■ Problem
The following data has a line with "compact form (163,237)." and a line with "compact form (11,97).". Write out exactly those lines and all the lines between them.

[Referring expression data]
━━━━━━
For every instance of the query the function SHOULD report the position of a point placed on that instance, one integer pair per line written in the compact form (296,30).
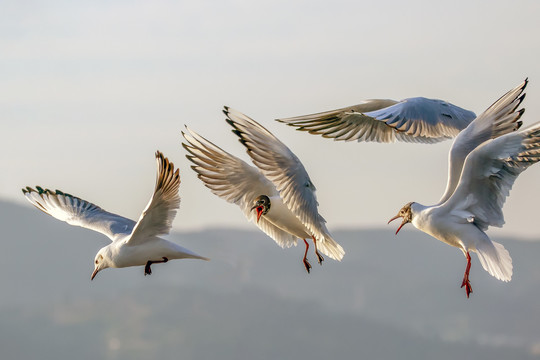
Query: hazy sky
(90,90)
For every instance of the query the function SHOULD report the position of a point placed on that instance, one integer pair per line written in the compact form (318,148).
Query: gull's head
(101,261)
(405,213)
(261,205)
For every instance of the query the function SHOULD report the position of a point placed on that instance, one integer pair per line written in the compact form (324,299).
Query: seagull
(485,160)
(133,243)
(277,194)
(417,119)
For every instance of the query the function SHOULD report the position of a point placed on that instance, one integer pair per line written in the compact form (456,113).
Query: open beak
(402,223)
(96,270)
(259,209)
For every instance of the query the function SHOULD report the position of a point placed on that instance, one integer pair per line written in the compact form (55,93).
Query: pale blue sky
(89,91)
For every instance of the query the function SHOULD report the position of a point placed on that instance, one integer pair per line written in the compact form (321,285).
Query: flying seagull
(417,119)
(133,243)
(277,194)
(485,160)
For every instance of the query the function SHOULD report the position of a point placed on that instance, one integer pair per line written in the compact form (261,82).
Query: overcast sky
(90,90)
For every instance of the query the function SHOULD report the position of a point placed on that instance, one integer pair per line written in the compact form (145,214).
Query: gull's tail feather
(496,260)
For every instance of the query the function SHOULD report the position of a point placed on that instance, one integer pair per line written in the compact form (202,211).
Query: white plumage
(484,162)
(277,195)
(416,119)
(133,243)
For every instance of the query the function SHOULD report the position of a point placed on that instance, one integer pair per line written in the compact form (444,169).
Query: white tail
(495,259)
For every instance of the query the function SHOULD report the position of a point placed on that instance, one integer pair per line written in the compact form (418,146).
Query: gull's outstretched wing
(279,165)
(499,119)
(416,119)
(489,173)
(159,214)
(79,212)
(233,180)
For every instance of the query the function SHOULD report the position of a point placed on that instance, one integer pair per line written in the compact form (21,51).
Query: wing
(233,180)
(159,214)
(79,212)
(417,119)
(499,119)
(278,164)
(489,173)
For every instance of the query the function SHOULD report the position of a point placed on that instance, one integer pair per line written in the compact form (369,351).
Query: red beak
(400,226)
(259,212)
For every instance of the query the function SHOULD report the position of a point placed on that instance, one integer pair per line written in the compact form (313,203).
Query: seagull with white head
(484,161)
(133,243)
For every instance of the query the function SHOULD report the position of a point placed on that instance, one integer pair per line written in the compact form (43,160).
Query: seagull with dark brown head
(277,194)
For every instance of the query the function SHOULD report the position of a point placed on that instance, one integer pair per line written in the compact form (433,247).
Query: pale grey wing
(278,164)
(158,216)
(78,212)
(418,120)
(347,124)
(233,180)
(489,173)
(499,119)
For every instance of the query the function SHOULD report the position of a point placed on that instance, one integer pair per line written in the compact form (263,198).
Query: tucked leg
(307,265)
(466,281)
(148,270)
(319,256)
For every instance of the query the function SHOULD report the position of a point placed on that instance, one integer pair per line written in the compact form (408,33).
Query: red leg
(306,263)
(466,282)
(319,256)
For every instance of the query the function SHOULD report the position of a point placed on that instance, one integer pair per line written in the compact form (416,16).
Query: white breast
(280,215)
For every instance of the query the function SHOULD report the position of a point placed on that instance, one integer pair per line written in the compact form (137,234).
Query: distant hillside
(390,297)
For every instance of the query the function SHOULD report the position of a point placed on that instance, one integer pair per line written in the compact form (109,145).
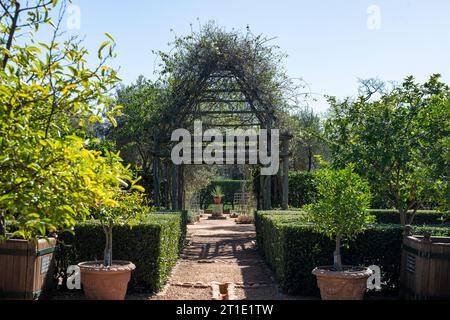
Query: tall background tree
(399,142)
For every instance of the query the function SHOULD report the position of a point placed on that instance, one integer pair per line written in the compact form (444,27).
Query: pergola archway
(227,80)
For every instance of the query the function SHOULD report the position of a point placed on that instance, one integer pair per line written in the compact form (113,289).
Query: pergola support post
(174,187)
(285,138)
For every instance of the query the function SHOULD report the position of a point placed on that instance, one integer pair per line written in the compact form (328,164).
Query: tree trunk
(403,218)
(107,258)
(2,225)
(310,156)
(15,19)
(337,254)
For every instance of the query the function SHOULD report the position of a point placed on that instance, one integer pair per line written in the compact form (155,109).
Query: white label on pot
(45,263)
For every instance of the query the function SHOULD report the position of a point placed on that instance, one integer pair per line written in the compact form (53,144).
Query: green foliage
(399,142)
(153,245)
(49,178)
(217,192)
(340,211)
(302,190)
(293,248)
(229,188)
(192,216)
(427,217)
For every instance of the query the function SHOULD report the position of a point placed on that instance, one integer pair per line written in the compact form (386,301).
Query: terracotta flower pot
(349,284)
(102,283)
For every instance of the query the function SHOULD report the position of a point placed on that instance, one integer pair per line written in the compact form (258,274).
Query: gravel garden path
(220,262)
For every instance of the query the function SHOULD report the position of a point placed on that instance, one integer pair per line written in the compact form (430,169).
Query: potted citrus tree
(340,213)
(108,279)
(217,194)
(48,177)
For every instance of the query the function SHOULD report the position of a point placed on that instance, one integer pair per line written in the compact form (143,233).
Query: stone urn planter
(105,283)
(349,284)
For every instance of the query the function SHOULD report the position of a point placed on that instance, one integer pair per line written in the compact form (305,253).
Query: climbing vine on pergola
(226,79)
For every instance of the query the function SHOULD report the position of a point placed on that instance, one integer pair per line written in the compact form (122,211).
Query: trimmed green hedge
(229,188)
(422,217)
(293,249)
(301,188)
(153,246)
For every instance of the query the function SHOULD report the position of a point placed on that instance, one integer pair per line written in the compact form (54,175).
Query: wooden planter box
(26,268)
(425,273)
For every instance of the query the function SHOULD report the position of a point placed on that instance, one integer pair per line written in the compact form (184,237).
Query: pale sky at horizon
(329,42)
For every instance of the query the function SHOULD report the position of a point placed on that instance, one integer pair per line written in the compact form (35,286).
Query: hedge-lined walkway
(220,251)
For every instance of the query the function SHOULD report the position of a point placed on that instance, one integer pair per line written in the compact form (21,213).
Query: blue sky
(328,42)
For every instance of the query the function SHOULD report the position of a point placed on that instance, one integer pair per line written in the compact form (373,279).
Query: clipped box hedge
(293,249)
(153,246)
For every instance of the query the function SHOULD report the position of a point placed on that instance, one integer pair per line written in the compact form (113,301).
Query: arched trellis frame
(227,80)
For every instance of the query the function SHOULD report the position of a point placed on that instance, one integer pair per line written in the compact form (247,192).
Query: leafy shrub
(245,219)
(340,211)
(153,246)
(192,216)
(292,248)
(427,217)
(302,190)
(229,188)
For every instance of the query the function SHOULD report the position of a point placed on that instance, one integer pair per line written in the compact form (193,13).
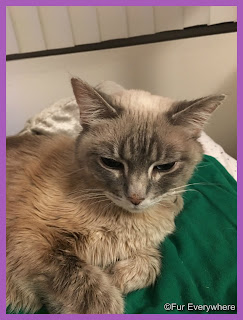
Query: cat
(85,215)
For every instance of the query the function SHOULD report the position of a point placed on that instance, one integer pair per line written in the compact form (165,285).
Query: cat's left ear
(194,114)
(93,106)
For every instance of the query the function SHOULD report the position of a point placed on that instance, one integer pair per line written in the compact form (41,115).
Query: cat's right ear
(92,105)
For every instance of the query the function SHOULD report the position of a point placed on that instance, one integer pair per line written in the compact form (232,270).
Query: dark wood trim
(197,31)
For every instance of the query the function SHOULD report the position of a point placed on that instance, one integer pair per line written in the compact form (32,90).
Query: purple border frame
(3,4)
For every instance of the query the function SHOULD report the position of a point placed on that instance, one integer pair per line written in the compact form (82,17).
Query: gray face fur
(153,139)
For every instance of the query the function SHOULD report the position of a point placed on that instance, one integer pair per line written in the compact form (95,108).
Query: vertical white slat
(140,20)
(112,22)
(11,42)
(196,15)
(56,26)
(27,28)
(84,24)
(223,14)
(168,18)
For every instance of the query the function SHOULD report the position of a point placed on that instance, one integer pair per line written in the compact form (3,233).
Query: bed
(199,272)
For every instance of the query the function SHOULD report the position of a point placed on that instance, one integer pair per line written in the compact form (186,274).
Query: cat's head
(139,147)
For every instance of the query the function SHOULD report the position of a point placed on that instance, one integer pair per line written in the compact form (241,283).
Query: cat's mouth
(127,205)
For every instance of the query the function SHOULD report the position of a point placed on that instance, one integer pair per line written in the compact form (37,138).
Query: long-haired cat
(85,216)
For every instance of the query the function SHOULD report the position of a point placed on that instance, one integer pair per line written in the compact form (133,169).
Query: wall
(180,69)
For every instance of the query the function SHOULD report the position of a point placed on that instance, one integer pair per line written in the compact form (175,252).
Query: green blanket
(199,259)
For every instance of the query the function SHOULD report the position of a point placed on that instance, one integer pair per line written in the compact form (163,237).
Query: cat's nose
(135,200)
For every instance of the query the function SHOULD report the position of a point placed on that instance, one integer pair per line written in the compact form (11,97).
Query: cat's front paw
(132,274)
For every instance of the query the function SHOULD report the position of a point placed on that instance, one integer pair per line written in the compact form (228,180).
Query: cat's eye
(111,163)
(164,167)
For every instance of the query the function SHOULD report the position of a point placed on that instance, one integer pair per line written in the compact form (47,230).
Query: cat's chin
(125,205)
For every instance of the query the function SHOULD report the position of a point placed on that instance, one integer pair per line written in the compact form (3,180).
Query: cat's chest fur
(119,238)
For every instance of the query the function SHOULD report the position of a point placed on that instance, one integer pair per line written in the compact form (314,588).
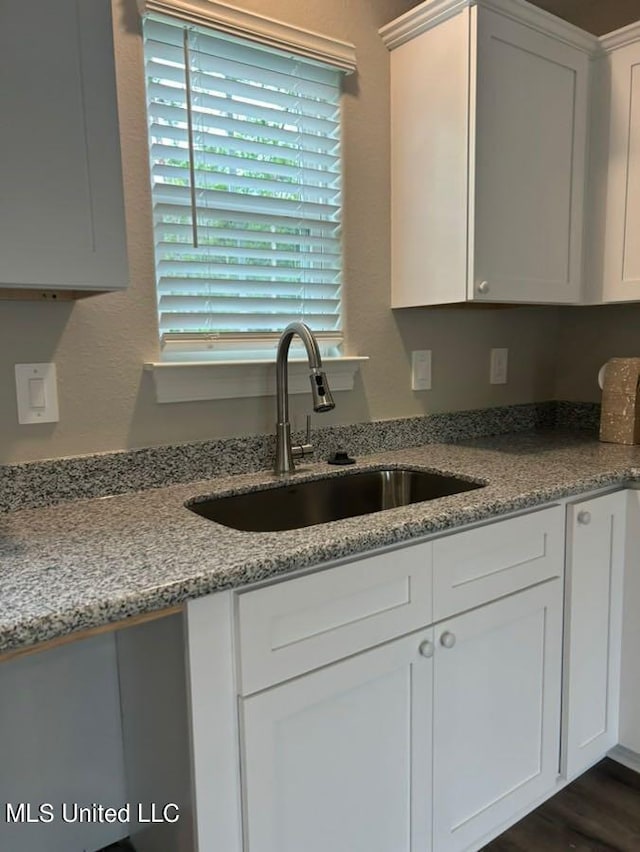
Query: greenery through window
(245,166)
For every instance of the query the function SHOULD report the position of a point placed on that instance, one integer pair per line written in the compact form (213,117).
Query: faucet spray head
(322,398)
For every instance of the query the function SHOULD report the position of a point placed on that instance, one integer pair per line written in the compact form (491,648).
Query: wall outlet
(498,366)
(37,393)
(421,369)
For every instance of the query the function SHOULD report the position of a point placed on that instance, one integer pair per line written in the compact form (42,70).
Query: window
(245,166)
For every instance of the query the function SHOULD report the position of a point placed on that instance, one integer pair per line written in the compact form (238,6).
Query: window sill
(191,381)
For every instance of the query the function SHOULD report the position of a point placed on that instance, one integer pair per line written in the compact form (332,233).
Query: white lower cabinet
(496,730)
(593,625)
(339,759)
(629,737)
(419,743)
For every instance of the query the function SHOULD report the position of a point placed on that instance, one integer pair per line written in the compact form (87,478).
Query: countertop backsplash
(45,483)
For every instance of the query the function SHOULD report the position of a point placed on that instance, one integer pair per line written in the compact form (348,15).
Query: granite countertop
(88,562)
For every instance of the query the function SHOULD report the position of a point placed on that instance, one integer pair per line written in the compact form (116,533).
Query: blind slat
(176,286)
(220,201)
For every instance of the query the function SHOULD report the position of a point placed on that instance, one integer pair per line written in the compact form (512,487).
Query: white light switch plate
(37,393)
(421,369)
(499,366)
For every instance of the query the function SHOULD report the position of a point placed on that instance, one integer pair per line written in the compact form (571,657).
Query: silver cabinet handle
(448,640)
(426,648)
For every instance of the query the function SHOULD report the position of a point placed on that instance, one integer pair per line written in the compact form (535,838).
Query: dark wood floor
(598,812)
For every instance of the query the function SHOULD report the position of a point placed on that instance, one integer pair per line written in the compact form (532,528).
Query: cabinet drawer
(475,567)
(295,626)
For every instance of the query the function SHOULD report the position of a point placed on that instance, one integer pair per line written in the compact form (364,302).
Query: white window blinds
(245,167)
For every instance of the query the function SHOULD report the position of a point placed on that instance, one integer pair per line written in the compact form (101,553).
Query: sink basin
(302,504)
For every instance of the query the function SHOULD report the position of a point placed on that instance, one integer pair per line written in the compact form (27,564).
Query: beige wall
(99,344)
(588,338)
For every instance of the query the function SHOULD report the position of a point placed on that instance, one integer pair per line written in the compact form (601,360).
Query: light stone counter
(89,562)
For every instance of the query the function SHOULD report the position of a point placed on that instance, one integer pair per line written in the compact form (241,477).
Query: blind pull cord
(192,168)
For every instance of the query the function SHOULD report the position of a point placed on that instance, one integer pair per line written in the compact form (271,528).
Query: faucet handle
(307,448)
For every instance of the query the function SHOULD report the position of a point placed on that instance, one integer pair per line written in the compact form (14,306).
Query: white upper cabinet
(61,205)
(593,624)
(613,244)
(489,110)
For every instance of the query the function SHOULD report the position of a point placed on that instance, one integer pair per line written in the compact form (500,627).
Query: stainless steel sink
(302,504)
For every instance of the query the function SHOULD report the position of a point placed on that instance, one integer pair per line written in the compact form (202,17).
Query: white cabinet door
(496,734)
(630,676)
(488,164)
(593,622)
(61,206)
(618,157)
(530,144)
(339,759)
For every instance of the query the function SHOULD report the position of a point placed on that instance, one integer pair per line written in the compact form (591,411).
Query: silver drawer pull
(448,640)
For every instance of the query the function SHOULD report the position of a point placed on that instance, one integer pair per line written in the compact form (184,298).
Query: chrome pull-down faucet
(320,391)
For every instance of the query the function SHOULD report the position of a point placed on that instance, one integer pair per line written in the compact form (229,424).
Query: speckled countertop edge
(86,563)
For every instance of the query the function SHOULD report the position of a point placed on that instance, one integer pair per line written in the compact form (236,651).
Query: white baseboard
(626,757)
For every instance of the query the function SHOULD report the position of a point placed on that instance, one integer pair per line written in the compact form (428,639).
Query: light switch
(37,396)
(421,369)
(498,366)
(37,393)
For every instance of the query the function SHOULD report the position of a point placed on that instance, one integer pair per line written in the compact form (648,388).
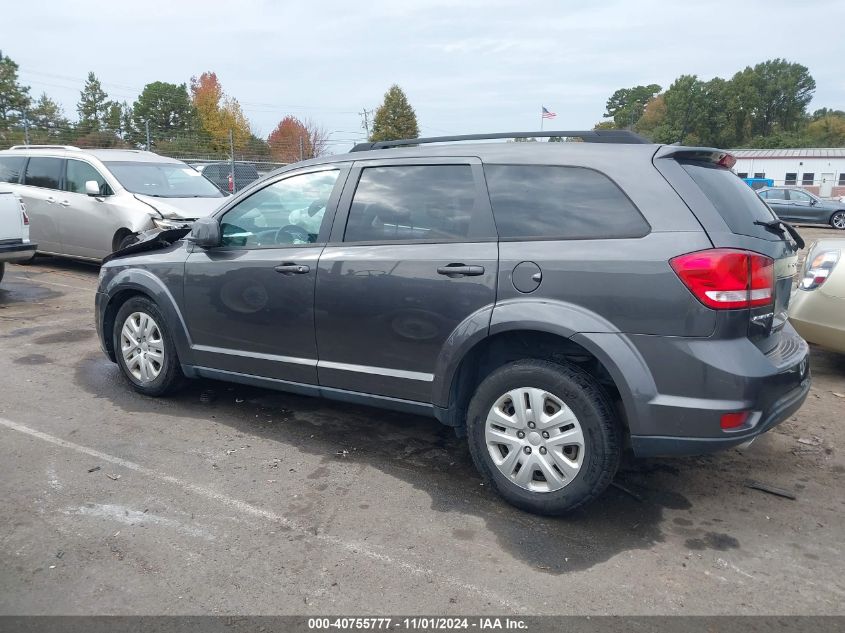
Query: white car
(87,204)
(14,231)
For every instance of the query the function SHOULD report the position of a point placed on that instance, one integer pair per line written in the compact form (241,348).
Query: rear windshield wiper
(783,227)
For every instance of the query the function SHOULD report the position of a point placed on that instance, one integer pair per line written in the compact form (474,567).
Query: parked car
━━━━━━
■ Exercise response
For every instance of the query the function SHOULD report the position of a point placed on that instance, one integer pair per line written in the compact form (163,237).
Query: cat's nose
(135,200)
For every instance of the query the function SHOULD report the position of a point placed on that instance, one integer pair per line written in the compact form (11,97).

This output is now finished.